**What this task involves**:
Output every entry exactly as written.

* * *

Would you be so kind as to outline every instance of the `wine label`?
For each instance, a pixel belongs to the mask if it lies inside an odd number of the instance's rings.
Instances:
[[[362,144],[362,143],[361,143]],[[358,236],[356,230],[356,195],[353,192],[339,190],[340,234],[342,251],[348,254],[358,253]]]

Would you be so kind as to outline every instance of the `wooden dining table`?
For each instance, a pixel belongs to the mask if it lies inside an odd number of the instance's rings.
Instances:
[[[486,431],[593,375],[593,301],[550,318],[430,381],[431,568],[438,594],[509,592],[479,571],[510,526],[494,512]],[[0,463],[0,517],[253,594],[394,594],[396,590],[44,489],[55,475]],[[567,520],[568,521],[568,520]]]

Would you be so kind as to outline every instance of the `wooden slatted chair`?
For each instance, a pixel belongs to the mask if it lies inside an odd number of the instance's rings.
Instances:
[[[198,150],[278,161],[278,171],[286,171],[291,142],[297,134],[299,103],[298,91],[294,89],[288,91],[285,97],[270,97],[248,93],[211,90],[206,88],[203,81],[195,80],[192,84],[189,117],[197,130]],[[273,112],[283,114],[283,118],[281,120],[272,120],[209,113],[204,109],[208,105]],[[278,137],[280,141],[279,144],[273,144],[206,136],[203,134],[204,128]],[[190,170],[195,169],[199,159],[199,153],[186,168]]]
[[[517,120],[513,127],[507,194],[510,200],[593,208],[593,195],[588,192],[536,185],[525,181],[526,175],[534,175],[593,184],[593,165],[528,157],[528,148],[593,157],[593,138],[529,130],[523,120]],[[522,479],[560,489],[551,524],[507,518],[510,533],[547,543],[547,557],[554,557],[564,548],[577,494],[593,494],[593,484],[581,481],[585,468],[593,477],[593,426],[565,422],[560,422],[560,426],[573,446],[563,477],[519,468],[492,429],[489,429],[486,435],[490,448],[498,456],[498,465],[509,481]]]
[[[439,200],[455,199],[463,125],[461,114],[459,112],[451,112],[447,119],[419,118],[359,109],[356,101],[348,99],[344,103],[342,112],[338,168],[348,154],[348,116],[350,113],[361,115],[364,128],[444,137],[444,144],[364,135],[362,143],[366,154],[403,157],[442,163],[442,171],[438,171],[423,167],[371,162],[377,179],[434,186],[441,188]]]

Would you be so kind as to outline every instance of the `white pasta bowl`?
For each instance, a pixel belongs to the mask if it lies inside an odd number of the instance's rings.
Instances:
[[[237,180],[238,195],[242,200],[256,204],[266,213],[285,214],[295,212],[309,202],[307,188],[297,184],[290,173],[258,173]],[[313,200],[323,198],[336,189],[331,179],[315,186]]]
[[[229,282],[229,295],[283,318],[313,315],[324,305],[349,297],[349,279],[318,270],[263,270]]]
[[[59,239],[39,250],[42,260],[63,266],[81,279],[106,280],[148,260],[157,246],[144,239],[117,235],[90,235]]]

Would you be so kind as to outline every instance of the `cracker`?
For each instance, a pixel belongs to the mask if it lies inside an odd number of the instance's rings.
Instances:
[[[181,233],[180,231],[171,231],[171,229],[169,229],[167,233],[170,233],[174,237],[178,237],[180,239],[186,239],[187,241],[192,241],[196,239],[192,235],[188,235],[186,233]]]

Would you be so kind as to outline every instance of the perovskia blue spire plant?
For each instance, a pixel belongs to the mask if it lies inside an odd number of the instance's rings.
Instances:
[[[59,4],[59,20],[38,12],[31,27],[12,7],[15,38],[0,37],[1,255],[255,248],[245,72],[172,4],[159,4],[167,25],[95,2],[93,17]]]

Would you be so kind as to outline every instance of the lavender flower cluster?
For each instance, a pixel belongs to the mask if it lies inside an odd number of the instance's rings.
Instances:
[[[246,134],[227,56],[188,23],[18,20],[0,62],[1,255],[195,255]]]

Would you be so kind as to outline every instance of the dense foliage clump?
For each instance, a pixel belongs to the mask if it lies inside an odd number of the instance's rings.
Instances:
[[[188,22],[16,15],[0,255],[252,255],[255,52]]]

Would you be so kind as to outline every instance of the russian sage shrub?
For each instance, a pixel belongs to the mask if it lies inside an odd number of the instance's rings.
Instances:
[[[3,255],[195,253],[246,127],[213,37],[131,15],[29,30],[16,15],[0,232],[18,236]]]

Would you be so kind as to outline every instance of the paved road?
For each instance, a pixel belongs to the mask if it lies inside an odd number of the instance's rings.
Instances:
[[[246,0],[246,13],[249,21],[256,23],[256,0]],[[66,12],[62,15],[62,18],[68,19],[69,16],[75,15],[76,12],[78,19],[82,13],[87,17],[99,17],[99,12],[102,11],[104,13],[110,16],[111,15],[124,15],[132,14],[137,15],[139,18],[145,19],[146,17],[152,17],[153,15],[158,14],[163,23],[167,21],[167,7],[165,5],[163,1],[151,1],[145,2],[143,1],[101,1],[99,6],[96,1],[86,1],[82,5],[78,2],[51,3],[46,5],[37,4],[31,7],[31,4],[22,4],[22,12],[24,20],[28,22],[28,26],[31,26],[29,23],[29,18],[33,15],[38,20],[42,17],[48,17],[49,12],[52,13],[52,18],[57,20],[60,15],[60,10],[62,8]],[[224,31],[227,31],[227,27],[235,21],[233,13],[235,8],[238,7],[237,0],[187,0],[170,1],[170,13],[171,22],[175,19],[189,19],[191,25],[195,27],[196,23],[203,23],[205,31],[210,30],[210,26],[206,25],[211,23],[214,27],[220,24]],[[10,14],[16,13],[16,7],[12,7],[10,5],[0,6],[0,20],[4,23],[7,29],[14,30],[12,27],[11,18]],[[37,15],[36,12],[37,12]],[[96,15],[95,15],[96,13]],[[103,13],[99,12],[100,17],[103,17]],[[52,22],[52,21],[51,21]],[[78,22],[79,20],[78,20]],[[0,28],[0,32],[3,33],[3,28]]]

* * *

**Solution to the problem**:
Would you be so kind as to outline every instance of the `wine label`?
For each instance, a pixel belongs to the mask if it lies inside an odd number of the instance's rings.
Instances:
[[[362,144],[362,143],[361,143]],[[358,236],[356,230],[356,195],[353,192],[339,190],[340,234],[342,251],[348,254],[358,253]]]

Would you be so kind as to outline every instance of the `wooden dining table`?
For each instance, a pixel belongs to the mask if it lies inside an odd number of the instance's rings.
Instances:
[[[486,431],[593,375],[593,301],[550,318],[430,381],[431,568],[438,594],[509,592],[479,571],[510,526],[494,512]],[[0,463],[0,517],[253,594],[394,594],[396,590],[44,489],[55,475]],[[567,520],[568,521],[568,520]]]

Would you be so kind as to outline every instance of the `wooden slatted chair`?
For each instance, a pixel belongs to the mask if it lies inside an odd number of the instance's rings.
Instances:
[[[198,150],[278,161],[278,171],[286,171],[291,142],[297,134],[299,103],[298,91],[294,89],[288,91],[285,97],[270,97],[248,93],[211,90],[206,88],[203,81],[195,80],[192,84],[189,117],[197,130]],[[273,112],[283,114],[283,118],[281,120],[272,120],[209,113],[204,109],[208,105]],[[278,137],[280,141],[279,144],[273,144],[206,136],[203,134],[204,128]],[[190,170],[195,169],[199,159],[199,153],[186,168]]]
[[[517,120],[513,127],[507,194],[510,200],[593,208],[593,195],[588,192],[536,185],[525,181],[526,175],[534,175],[593,184],[593,165],[528,157],[528,148],[593,157],[593,138],[529,130],[523,120]],[[522,479],[560,489],[551,524],[507,518],[510,533],[547,543],[547,557],[554,557],[564,548],[577,494],[593,494],[593,484],[581,481],[585,468],[593,477],[593,426],[565,422],[560,422],[560,426],[573,446],[563,477],[519,468],[492,429],[489,429],[486,435],[490,448],[498,456],[498,465],[509,481]]]
[[[439,200],[455,199],[463,125],[461,114],[459,112],[451,112],[447,119],[419,118],[359,109],[356,101],[348,99],[344,103],[342,112],[338,168],[348,154],[348,116],[350,113],[361,115],[364,128],[444,137],[444,144],[364,135],[362,143],[366,154],[403,157],[442,163],[442,171],[438,171],[423,167],[371,162],[377,179],[434,186],[441,188]]]

Would you be so kind as to outline every instance of the `white pasta bowl`?
For each instance, a pixel belongs to the mask if it lies inside an odd number of the instance's rings.
Instances:
[[[237,180],[238,195],[242,200],[256,204],[266,213],[285,214],[295,212],[309,202],[307,188],[297,184],[290,173],[258,173]],[[313,200],[323,198],[336,189],[331,179],[315,186]]]
[[[229,282],[229,295],[283,318],[313,315],[324,305],[349,297],[349,279],[318,270],[263,270]]]
[[[59,239],[39,250],[42,260],[63,266],[81,279],[106,280],[148,260],[157,246],[144,239],[117,235],[90,235]]]

Would you be so kind as to outline every instance of the `cracker`?
For each instance, a pixel belongs to the mask if it lies inside an odd number of the instance's rings.
Instances:
[[[181,233],[180,231],[171,231],[171,229],[169,229],[167,233],[170,233],[174,237],[178,237],[180,239],[186,239],[187,241],[192,241],[196,239],[192,235],[188,235],[186,233]]]

Would you be so kind as to outline every instance of the perovskia blue spire plant?
For each instance, a pixel belongs to the mask if it lies inside an odd number of the instance's rings.
Instances:
[[[59,4],[59,20],[38,12],[31,27],[12,7],[15,38],[0,37],[1,255],[255,248],[245,72],[172,4],[159,4],[167,25],[95,2],[93,17]]]

Would you be so kind as to outline every instance of the lavender flower cluster?
For each instance, a pixel belongs to the mask if it lies inside an odd number of the instance's rings.
Instances:
[[[246,134],[227,56],[188,23],[18,20],[0,62],[1,255],[195,255]]]

Would you be so kind as to outline every instance of the dense foliage clump?
For each instance, a pixel belongs to the mask if it lies inside an odd number of the instance's rings.
Instances:
[[[188,22],[16,15],[0,255],[252,255],[255,52]]]

Would you be so kind as to outline every instance of the russian sage shrub?
For each instance, a pixel belongs to the mask if it lies inside an odd number of the instance's rings.
Instances:
[[[3,255],[195,253],[246,127],[213,37],[131,15],[29,30],[16,15],[0,232],[18,236]]]

Would you be so kind as to outline every instance of the paved road?
For each instance, a pixel belongs to the mask if it lies inside an odd number of the instance's rings.
Instances:
[[[246,0],[246,13],[249,21],[256,23],[256,0]],[[66,12],[62,15],[62,18],[68,19],[69,16],[75,15],[76,12],[78,19],[82,13],[87,17],[99,17],[99,12],[102,11],[104,13],[110,16],[111,15],[124,15],[132,14],[137,15],[139,18],[145,19],[146,17],[152,17],[153,15],[158,14],[163,23],[167,21],[167,7],[165,5],[163,1],[151,1],[145,2],[143,1],[101,1],[99,6],[96,1],[86,1],[82,5],[78,2],[51,3],[46,5],[37,4],[31,7],[31,4],[22,4],[22,12],[24,20],[28,22],[28,26],[31,26],[29,23],[29,18],[33,15],[38,20],[42,17],[48,17],[49,12],[52,13],[52,18],[57,20],[60,15],[60,10],[62,8]],[[224,31],[227,31],[227,27],[235,21],[233,13],[235,8],[238,7],[237,0],[187,0],[170,1],[170,13],[171,22],[175,19],[189,19],[191,25],[195,27],[196,23],[203,23],[205,31],[210,30],[210,26],[206,25],[211,23],[214,27],[220,24]],[[10,14],[16,13],[16,7],[12,7],[10,5],[0,6],[0,20],[4,23],[7,29],[14,30],[12,27],[11,18]],[[37,15],[36,12],[37,12]],[[96,15],[95,15],[96,13]],[[103,13],[99,12],[100,17],[103,17]],[[52,22],[52,21],[51,21]],[[78,22],[79,20],[78,20]],[[0,28],[0,32],[3,33],[3,28]]]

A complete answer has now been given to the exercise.